Work to complete: Rewrite only the lines below that run from the line containing "road in the photo above." through the line containing "(1105, 659)", including both of those lines. Keep each request unchanged, and raise every x and y coordinate in the answers by 127.

Provided entries:
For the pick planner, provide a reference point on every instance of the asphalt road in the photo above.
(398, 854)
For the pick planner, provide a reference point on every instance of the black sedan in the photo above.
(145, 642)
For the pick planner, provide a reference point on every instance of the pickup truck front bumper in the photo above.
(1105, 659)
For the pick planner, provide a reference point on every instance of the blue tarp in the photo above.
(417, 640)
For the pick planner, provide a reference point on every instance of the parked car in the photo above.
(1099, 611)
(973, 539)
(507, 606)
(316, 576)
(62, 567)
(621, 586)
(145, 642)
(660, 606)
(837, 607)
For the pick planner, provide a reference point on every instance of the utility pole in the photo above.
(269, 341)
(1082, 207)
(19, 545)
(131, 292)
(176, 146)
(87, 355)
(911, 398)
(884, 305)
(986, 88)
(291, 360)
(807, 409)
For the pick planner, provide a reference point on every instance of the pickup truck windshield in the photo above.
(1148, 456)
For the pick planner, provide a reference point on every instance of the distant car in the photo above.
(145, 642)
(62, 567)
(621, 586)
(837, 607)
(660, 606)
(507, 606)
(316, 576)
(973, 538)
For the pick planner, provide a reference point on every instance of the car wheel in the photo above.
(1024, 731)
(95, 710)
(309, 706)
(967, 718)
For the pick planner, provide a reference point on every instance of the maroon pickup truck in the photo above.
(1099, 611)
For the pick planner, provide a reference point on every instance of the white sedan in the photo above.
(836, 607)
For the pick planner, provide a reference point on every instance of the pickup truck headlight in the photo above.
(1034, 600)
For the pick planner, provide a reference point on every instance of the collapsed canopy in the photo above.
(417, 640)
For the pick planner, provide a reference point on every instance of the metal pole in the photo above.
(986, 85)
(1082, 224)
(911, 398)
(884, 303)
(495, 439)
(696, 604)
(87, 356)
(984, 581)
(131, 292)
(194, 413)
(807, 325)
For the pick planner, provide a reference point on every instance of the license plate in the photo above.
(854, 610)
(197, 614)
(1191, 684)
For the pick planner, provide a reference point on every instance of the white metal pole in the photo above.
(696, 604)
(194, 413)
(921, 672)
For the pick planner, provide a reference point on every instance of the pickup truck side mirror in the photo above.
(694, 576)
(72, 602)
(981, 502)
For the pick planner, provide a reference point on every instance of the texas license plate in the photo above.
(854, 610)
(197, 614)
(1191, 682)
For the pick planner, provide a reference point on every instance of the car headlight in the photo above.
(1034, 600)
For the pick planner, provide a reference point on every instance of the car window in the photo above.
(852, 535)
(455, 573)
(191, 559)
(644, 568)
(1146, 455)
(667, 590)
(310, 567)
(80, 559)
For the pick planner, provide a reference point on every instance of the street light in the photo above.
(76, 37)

--

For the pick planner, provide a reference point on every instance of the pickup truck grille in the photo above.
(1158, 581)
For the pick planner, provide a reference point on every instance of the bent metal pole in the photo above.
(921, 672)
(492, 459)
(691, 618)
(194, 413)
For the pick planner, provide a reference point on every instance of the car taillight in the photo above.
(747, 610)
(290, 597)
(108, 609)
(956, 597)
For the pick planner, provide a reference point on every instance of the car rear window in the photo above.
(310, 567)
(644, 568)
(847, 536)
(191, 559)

--

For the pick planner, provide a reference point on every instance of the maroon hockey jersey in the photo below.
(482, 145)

Solution for this problem:
For the pick planner, provide a reference point on every instance of the asphalt road in the photo above.
(525, 981)
For the pick planner, provide a reference point on every instance of the black sedan in the photo above.
(272, 769)
For the pick planner, provide a reference point on every instance of the pickup truck front bumper in the photo above.
(1232, 786)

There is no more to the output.